= Records to use =
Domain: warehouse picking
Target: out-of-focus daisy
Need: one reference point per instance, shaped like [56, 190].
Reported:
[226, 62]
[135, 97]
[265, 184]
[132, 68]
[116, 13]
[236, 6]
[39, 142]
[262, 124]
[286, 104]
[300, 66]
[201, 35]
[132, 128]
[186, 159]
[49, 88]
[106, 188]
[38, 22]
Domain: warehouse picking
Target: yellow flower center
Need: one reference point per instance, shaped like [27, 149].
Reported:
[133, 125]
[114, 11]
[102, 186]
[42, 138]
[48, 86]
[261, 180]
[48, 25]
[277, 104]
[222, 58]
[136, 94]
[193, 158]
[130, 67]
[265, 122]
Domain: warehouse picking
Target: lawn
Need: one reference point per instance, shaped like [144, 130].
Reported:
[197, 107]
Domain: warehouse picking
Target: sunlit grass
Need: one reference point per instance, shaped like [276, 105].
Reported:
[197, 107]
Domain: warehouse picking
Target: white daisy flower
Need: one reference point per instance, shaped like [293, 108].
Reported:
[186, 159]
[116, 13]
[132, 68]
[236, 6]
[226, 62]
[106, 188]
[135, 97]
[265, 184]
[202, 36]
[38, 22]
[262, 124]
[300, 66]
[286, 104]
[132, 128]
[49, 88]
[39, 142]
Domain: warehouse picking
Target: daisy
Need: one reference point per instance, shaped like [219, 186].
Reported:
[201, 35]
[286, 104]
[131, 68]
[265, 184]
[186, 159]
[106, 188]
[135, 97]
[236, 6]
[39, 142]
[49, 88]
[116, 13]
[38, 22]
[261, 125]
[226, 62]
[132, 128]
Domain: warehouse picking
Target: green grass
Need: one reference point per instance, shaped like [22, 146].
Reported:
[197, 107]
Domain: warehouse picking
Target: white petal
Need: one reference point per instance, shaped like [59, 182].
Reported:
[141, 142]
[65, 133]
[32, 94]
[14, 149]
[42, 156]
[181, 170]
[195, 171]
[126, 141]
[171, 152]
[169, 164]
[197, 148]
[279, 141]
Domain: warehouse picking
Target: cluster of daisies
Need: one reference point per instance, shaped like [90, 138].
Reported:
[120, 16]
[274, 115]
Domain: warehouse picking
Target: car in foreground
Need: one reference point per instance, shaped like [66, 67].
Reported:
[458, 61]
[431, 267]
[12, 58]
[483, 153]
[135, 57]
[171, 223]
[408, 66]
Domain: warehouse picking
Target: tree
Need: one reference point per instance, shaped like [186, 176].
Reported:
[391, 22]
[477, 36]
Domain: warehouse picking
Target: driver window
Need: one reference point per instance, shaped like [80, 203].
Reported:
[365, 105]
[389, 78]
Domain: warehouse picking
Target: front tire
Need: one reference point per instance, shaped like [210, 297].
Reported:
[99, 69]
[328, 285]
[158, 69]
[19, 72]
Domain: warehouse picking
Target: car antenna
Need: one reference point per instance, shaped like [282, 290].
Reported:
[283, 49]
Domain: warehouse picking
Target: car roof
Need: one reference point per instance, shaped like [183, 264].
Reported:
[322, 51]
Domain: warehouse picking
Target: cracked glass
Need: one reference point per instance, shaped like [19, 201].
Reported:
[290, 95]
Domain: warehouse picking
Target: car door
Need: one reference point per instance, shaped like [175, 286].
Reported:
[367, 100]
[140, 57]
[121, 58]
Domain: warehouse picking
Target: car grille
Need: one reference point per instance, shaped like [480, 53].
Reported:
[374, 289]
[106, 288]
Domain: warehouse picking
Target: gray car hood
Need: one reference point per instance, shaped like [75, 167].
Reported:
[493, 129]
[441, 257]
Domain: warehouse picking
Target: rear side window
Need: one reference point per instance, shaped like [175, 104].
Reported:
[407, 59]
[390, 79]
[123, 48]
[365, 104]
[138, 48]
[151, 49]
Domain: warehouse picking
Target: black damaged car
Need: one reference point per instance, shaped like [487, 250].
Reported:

= Your task =
Write out all the records above again, exactly as they stand.

= Task result =
Domain: warehouse picking
Target: out-of-focus daisy
Need: one reference point per instance, shaped like [56, 190].
Reported:
[226, 62]
[135, 97]
[265, 184]
[132, 68]
[116, 13]
[236, 6]
[39, 142]
[262, 124]
[286, 104]
[300, 66]
[201, 35]
[132, 128]
[186, 159]
[49, 88]
[106, 188]
[38, 22]
Domain: warehouse picking
Target: yellow flower center
Need: one reference point per instance, shaped like [27, 149].
Reported:
[133, 125]
[114, 11]
[102, 186]
[42, 138]
[48, 86]
[261, 180]
[48, 25]
[277, 104]
[222, 58]
[136, 94]
[193, 158]
[130, 67]
[265, 122]
Domain: warehouse picking
Target: lawn
Need: one reference point per instance, shaped like [144, 130].
Reported:
[197, 107]
Domain: warehouse picking
Target: sunlit grass
Need: one reference point per instance, shaped like [276, 105].
Reported:
[197, 107]
Domain: warehouse picking
Target: white daisy flower
Need: one reference point per instance, shaped like [293, 108].
Reported:
[186, 159]
[116, 13]
[132, 68]
[236, 6]
[226, 62]
[106, 188]
[135, 97]
[265, 184]
[202, 36]
[38, 22]
[262, 124]
[300, 66]
[286, 104]
[132, 128]
[49, 88]
[39, 142]
Domain: warehouse picking
Target: daisy
Need: one reference point per instance, shaped like [219, 186].
Reported:
[201, 35]
[286, 104]
[131, 68]
[265, 184]
[186, 159]
[106, 188]
[135, 97]
[236, 6]
[39, 142]
[49, 88]
[116, 13]
[38, 22]
[261, 125]
[226, 62]
[132, 128]
Domain: warehouse picking
Target: green grass
Need: one reference point per instance, shaped like [22, 146].
Reported:
[197, 107]
Domain: warehouse picking
Target: white petal
Need: one reference point per instance, shaped like [59, 182].
Reported:
[141, 142]
[65, 133]
[32, 94]
[14, 149]
[42, 156]
[181, 170]
[195, 171]
[126, 141]
[171, 152]
[169, 164]
[197, 148]
[279, 141]
Domain: warehouse picking
Target: cluster of daisies
Need: one reference point per instance, shaped like [90, 138].
Reported:
[120, 16]
[274, 115]
Domain: warehouse picking
Target: car in foreground
Need: one reference point per instance, shaped like [66, 67].
Reported:
[458, 61]
[431, 267]
[12, 58]
[483, 153]
[135, 57]
[171, 223]
[408, 66]
Domain: warehouse picking
Target: tree
Need: one reference point per instance, shaped like [186, 176].
Reported:
[391, 22]
[477, 36]
Domain: warehouse picking
Target: driver window
Need: one reference point per instance, shaped like [80, 203].
Reported:
[365, 105]
[389, 78]
Domain: warehouse picking
Target: front tire
Need: one reference point per instance, shaped like [210, 297].
Reported:
[99, 69]
[328, 285]
[158, 69]
[19, 72]
Domain: warehouse picking
Target: car antenna
Need: one reference point per instance, shaped like [282, 290].
Reported:
[283, 49]
Domain: warehouse picking
Target: car roof
Need: one reference point per instance, shaped like [183, 264].
Reported:
[322, 51]
Domain: warehouse picking
Target: cracked glass
Need: one reference point per instance, shaped like [19, 201].
Reported:
[290, 95]
Domain: warehouse picking
Target: car door
Need: one reference point per instance, shaped like [175, 286].
Reported:
[367, 100]
[140, 57]
[121, 58]
Domain: warehouse picking
Target: car grille
Need: one reference point per instance, shaped like [480, 53].
Reported:
[374, 289]
[106, 288]
Domain: warehouse picking
Target: gray car hood
Need: one reference point per instance, shaped like [75, 167].
Reported:
[493, 129]
[441, 257]
Domain: warehouse picking
Target: rear side window
Need: one reference point per instance, shaped like [175, 104].
Reported:
[407, 59]
[390, 79]
[123, 48]
[365, 104]
[138, 48]
[151, 49]
Domain: warehouse picking
Target: black damaged car
Need: one reference point per instance, shaped like [487, 250].
Reported:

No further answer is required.